- **Что нужно сделать**
Выпишите выбранный отрывок целиком, слово в слово, не меняя ни одного знака.

- **Выбранный отрывок**
# # # #

Не так давно об этом случае мне напомнил один мой старинный знакомый. Он ещё ребёнком попал в Освенцим, и был в числе тех детей, кого спасли наши солдаты. Семья его погибла, и мальчик воспитывался в детском доме. Я всегда считал его человеком разумным и порядочным. Уверенность в его порядочности у меня не поколебалась, а вот в разумности, увы, был вынужден усомниться. Иду по посёлку в облачении с крестом на груди. Мне навстречу мой знакомец, спешит поздороваться. Он специально остановил велосипед, и после обычных слов приветствия, ни с того, ни с сего, вдруг задаёт вопрос: — Батюшка, послушай, а кто придумал весь этот ваш «лохотрон» с Богом? — и смеётся. — Хитрый, видать, был мужик, так народ развести, — и опять смеётся. Поначалу я даже было растерялся, никак не ожидал от него такое услышать. Спрашиваю: — Ты же старый человек, а не подумал, вот, как я теперь тебя отпевать буду, с каким сердцем? Он перестал смеяться, и понял, что попал со своим вопросом впросак. Потому стал извиняться: — Прости, батя, я не то чего-то ляпнул. Вот и получается, Бог для него — это «лохотрон», а «отпеться» хочет. Ну, никакой логики.

# # # #

- **Записанные сведения**
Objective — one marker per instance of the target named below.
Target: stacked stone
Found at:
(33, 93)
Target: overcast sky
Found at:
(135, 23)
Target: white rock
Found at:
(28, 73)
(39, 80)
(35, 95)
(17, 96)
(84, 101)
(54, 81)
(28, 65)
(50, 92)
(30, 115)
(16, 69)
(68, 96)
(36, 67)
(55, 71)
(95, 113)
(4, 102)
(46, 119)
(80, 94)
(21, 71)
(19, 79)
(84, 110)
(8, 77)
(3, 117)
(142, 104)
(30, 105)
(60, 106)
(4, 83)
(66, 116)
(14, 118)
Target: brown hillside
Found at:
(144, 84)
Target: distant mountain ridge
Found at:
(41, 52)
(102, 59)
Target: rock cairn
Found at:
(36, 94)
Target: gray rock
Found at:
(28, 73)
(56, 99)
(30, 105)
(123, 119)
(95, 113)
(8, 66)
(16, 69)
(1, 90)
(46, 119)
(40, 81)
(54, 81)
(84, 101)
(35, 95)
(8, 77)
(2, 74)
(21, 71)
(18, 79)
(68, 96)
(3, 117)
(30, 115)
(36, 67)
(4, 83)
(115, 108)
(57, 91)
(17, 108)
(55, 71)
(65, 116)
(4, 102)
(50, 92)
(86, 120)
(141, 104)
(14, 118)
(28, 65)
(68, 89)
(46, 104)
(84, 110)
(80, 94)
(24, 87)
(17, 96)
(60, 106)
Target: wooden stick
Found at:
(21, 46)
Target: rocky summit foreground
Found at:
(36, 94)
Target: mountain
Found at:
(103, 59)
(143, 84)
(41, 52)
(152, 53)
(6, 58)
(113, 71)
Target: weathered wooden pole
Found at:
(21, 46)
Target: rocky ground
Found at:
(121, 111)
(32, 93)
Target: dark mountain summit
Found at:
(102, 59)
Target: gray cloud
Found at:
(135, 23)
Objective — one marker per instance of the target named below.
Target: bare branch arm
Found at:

# # # #

- **Решение задания**
Не так давно об этом случае мне напомнил один мой старинный знакомый. Он ещё ребёнком попал в Освенцим, и был в числе тех детей, кого спасли наши солдаты. Семья его погибла, и мальчик воспитывался в детском доме. Я всегда считал его человеком разумным и порядочным. Уверенность в его порядочности у меня не поколебалась, а вот в разумности, увы, был вынужден усомниться. Иду по посёлку в облачении с крестом на груди. Мне навстречу мой знакомец, спешит поздороваться. Он специально остановил велосипед, и после обычных слов приветствия, ни с того, ни с сего, вдруг задаёт вопрос: — Батюшка, послушай, а кто придумал весь этот ваш «лохотрон» с Богом? — и смеётся. — Хитрый, видать, был мужик, так народ развести, — и опять смеётся. Поначалу я даже было растерялся, никак не ожидал от него такое услышать. Спрашиваю: — Ты же старый человек, а не подумал, вот, как я теперь тебя отпевать буду, с каким сердцем? Он перестал смеяться, и понял, что попал со своим вопросом впросак. Потому стал извиняться: — Прости, батя, я не то чего-то ляпнул. Вот и получается, Бог для него — это «лохотрон», а «отпеться» хочет. Ну, никакой логики.